§ INPUT FOR THIS TASK:
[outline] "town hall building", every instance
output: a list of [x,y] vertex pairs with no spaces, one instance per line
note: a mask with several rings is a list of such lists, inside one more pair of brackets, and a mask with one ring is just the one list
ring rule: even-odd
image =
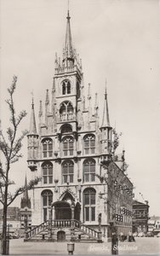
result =
[[125,174],[124,151],[120,160],[115,157],[106,90],[102,120],[96,97],[92,108],[90,84],[85,96],[70,20],[68,11],[62,59],[55,56],[53,87],[44,108],[40,101],[38,125],[31,104],[27,161],[33,177],[42,177],[31,195],[31,224],[40,230],[50,225],[48,238],[55,240],[80,239],[80,232],[77,237],[68,231],[73,224],[92,238],[108,236],[111,223],[125,234],[132,229],[133,184]]

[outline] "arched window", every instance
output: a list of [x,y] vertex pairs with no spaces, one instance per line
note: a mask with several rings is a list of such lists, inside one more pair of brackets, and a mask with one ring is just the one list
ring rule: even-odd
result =
[[79,83],[77,82],[77,98],[79,98],[80,96],[81,96],[80,85],[79,85]]
[[45,138],[42,141],[43,143],[43,156],[52,157],[53,154],[53,141],[51,138]]
[[64,102],[60,104],[60,117],[61,121],[71,120],[73,118],[73,107],[71,102]]
[[46,162],[42,165],[43,169],[43,184],[53,183],[53,165],[50,162]]
[[83,182],[95,181],[95,160],[89,159],[83,162]]
[[73,155],[73,138],[72,137],[65,137],[62,140],[63,154],[66,155]]
[[51,206],[53,201],[53,193],[49,189],[43,190],[42,192],[42,199],[43,199],[43,221],[49,219],[49,207]]
[[71,160],[64,161],[62,164],[62,183],[73,183],[74,164]]
[[71,83],[68,80],[65,80],[62,83],[62,95],[71,93]]
[[95,153],[95,136],[94,134],[87,134],[84,136],[84,154]]
[[86,189],[83,191],[83,217],[84,221],[95,220],[95,195],[94,189]]
[[61,133],[68,133],[68,132],[71,132],[72,131],[72,128],[71,125],[66,124],[63,125],[61,127]]

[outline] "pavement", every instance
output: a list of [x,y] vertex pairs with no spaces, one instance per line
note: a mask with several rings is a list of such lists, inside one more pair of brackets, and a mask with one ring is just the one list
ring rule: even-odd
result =
[[[24,242],[10,240],[9,255],[67,255],[67,242]],[[119,255],[160,255],[160,237],[136,237],[135,242],[118,243]],[[75,242],[74,255],[111,255],[111,242]]]

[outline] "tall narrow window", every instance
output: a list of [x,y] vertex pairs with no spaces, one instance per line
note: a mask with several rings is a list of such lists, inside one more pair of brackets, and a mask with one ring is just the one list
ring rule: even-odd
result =
[[46,138],[42,141],[43,143],[43,157],[52,157],[53,154],[53,141],[50,138]]
[[60,118],[61,121],[73,119],[73,107],[71,102],[63,102],[60,107]]
[[52,191],[49,189],[43,191],[42,199],[43,199],[43,221],[47,221],[49,219],[49,207],[51,206],[51,203],[53,201]]
[[62,164],[62,183],[73,183],[74,165],[71,160],[64,161]]
[[83,162],[83,182],[95,181],[95,160],[89,159]]
[[94,134],[87,134],[83,138],[84,143],[84,154],[95,153],[95,136]]
[[53,183],[53,165],[50,162],[43,163],[43,184]]
[[61,133],[69,133],[72,132],[72,128],[71,125],[65,124],[61,127]]
[[95,190],[86,189],[83,191],[83,215],[84,221],[95,220]]
[[64,155],[73,155],[73,138],[71,137],[65,137],[62,143]]
[[62,83],[62,95],[71,94],[71,83],[68,80],[65,80]]

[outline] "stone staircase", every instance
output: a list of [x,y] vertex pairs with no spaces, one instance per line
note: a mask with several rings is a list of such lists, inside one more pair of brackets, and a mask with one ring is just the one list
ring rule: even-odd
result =
[[[47,220],[26,232],[25,241],[57,241],[58,232],[64,234],[63,241],[102,242],[101,232],[76,219]],[[60,240],[58,240],[60,241]]]

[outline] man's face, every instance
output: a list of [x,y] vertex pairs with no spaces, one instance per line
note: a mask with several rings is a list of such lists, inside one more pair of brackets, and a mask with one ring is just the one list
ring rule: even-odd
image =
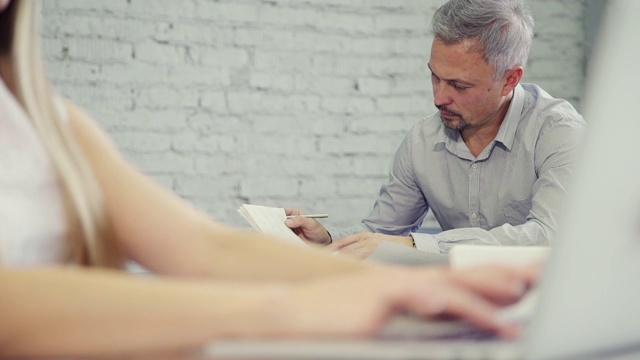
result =
[[431,84],[442,123],[455,130],[479,129],[501,122],[505,80],[493,81],[494,70],[469,43],[431,46]]

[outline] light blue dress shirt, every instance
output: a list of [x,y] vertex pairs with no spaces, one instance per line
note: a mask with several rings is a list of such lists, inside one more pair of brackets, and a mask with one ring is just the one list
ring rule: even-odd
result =
[[[521,84],[495,140],[476,158],[438,113],[398,148],[389,178],[361,224],[329,229],[411,234],[419,250],[455,244],[550,245],[585,122],[565,100]],[[431,209],[443,232],[416,233]]]

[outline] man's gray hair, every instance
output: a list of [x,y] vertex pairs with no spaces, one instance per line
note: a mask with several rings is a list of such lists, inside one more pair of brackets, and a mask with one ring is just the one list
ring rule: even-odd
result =
[[436,10],[431,29],[447,45],[474,41],[493,67],[494,81],[524,67],[533,38],[533,16],[523,0],[450,0]]

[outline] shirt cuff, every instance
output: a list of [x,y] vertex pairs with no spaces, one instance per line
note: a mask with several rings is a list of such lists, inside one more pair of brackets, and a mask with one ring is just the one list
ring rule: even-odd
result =
[[438,240],[436,240],[433,235],[425,233],[411,233],[409,235],[411,235],[413,241],[416,243],[416,249],[430,253],[440,253]]

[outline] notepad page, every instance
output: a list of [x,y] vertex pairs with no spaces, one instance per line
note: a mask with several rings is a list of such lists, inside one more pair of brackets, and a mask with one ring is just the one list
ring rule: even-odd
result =
[[254,229],[266,235],[271,235],[291,243],[305,244],[302,239],[284,224],[287,215],[283,208],[243,204],[238,209],[238,212]]

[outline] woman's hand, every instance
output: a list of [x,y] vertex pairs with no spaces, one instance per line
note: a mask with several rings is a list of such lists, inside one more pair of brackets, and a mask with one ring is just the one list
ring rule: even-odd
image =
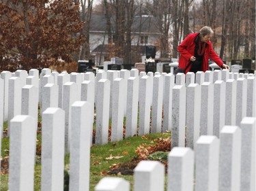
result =
[[192,56],[191,57],[190,57],[190,61],[192,61],[192,62],[194,62],[194,61],[195,61],[195,57],[194,56]]
[[222,67],[223,67],[223,69],[229,69],[229,66],[227,65],[226,64],[223,64]]

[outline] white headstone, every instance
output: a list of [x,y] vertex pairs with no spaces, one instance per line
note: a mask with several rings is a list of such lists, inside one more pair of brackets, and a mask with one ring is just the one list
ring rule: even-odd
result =
[[76,101],[71,107],[70,190],[89,190],[93,114],[90,105],[88,101]]
[[224,126],[220,133],[219,190],[240,190],[241,129]]
[[150,81],[149,76],[143,76],[139,79],[139,135],[143,135],[150,133]]
[[215,136],[202,135],[197,141],[195,190],[218,190],[219,147],[220,141]]
[[171,148],[185,146],[186,94],[185,86],[173,88]]
[[16,116],[10,122],[9,190],[33,191],[36,144],[35,120]]
[[115,78],[113,82],[111,141],[123,139],[124,80]]
[[120,177],[104,177],[95,187],[95,191],[129,191],[129,182]]
[[163,76],[156,75],[154,77],[153,100],[152,109],[152,133],[162,131],[163,98]]
[[240,190],[255,190],[255,118],[244,118],[241,122]]
[[159,161],[141,161],[134,172],[134,191],[165,190],[165,167]]
[[126,137],[137,134],[139,101],[139,77],[130,77],[127,80]]
[[42,116],[42,191],[63,190],[65,112],[48,107]]
[[201,86],[190,84],[186,88],[186,147],[194,148],[200,135]]
[[168,164],[167,190],[193,191],[194,152],[188,147],[173,147]]
[[100,80],[97,82],[96,102],[96,127],[95,143],[103,145],[108,142],[109,103],[110,103],[110,81],[106,79]]
[[214,84],[205,82],[201,86],[201,135],[213,135]]

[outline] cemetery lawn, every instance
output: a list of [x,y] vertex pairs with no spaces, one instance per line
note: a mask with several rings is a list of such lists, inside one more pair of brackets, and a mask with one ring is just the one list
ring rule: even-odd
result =
[[[35,165],[35,191],[40,190],[41,135],[40,131],[38,131]],[[133,169],[142,160],[159,160],[167,165],[167,156],[171,150],[170,135],[169,132],[155,133],[134,136],[117,142],[109,142],[100,146],[94,145],[91,147],[89,190],[94,190],[99,181],[106,176],[123,177],[130,181],[132,189]],[[9,138],[3,136],[1,143],[1,190],[7,191],[8,190]],[[154,153],[158,154],[153,156]],[[69,164],[68,154],[65,156],[65,164],[66,165]]]

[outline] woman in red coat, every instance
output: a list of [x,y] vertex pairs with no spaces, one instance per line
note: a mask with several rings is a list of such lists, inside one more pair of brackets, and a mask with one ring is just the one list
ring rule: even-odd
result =
[[179,68],[184,69],[190,62],[193,62],[185,73],[208,70],[210,58],[221,68],[229,69],[212,48],[210,39],[213,34],[212,29],[205,26],[200,29],[199,33],[189,34],[178,46],[177,50],[180,54]]

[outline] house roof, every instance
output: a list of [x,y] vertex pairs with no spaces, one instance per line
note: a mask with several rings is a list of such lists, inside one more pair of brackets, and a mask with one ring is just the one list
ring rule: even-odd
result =
[[[112,31],[115,31],[115,17],[111,18]],[[157,27],[157,20],[153,16],[134,16],[132,24],[132,33],[160,33]],[[104,15],[91,16],[91,31],[105,31],[106,27],[106,20]]]
[[[100,44],[94,50],[92,50],[92,54],[102,53],[107,54],[109,52],[109,50],[111,46],[109,44]],[[132,46],[132,49],[139,48],[140,54],[145,54],[146,53],[146,46]]]

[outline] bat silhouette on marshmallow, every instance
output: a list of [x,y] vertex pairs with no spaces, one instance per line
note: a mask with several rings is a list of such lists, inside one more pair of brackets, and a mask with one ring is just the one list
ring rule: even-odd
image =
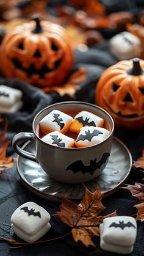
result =
[[130,221],[128,221],[127,223],[124,223],[123,221],[119,221],[119,223],[112,222],[111,225],[110,225],[109,227],[120,227],[121,229],[124,229],[125,227],[133,227],[135,229],[134,225],[132,224]]
[[21,210],[23,210],[24,211],[28,213],[28,216],[33,215],[34,216],[38,216],[39,218],[41,218],[40,213],[40,211],[36,211],[35,212],[35,209],[32,209],[32,208],[31,210],[29,210],[27,207],[22,207],[21,208]]
[[57,144],[59,147],[65,147],[65,144],[64,142],[60,142],[62,141],[62,139],[57,139],[59,137],[58,135],[50,135],[52,137],[52,139],[53,139],[53,142],[52,144]]
[[92,139],[94,136],[97,136],[98,134],[103,134],[103,133],[98,130],[95,130],[92,133],[90,133],[90,130],[88,130],[88,131],[85,131],[85,134],[80,134],[78,137],[78,139],[76,140],[77,142],[79,141],[84,141],[85,139],[87,139],[89,141],[92,141]]
[[83,117],[79,117],[76,119],[79,123],[82,123],[84,126],[88,125],[88,126],[95,126],[95,123],[93,121],[88,122],[90,119],[86,117],[85,120],[84,120]]

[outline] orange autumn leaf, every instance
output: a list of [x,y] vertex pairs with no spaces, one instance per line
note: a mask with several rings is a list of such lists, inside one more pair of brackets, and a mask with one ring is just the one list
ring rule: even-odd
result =
[[127,187],[122,187],[122,188],[128,189],[131,191],[132,196],[136,197],[140,202],[134,205],[138,211],[136,213],[136,221],[144,221],[144,185],[135,182],[134,185],[127,185]]
[[127,185],[126,187],[121,187],[131,191],[132,196],[136,197],[140,202],[144,202],[144,185],[135,182],[134,185]]
[[63,222],[72,227],[71,233],[76,242],[81,241],[88,247],[95,246],[92,241],[93,236],[99,236],[99,225],[104,218],[116,216],[116,212],[107,216],[98,216],[106,208],[103,205],[103,194],[99,188],[92,192],[84,186],[85,194],[79,205],[62,196],[60,211],[58,216]]
[[70,76],[68,81],[62,86],[48,87],[43,88],[43,90],[46,93],[50,92],[57,92],[61,97],[68,95],[74,98],[76,90],[80,89],[79,86],[76,84],[83,82],[85,79],[86,73],[87,71],[84,68],[79,68]]
[[10,156],[6,156],[6,151],[9,144],[8,139],[5,136],[7,129],[7,122],[1,118],[1,123],[3,122],[4,122],[4,127],[3,130],[0,132],[0,173],[3,170],[12,168],[16,159]]
[[134,205],[137,210],[136,221],[144,221],[144,202]]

§ PROBLEM STATEMENT: Beginning at the line containing "[outline] orange autumn leaf, every instance", repeat each line exactly through the last line of the entries, and include no other lines.

§ OUTPUT OF THE EXERCISE:
[outline] orange autumn leaf, every instance
output: a list of [x,y] vertex pairs with no spaces, one instance per line
note: a mask with several rings is a list of such lists, inside one more pair of brackets, and a mask with one ring is just the one list
ring rule: even-odd
result =
[[127,187],[122,187],[122,188],[128,189],[131,191],[132,196],[136,197],[140,202],[134,205],[138,211],[136,213],[136,221],[144,221],[144,185],[135,182],[134,185],[127,185]]
[[127,185],[126,187],[121,187],[131,191],[132,196],[136,197],[140,202],[144,202],[144,185],[135,182],[134,185]]
[[63,222],[72,227],[71,233],[76,242],[81,241],[88,247],[95,246],[92,241],[93,236],[99,236],[99,225],[104,218],[116,216],[116,212],[107,216],[98,216],[106,208],[103,205],[103,194],[99,188],[92,192],[84,186],[85,194],[79,205],[62,196],[60,211],[58,216]]
[[70,76],[68,81],[62,86],[48,87],[43,88],[43,90],[46,93],[50,92],[57,92],[61,97],[68,95],[74,98],[76,90],[80,89],[79,86],[76,84],[83,82],[85,79],[86,73],[87,71],[84,68],[79,68]]
[[10,156],[6,156],[6,151],[9,144],[8,139],[5,136],[7,129],[7,122],[1,118],[1,123],[3,122],[4,122],[4,127],[3,130],[0,132],[0,173],[3,170],[12,168],[16,159]]
[[134,205],[137,210],[136,221],[144,221],[144,202]]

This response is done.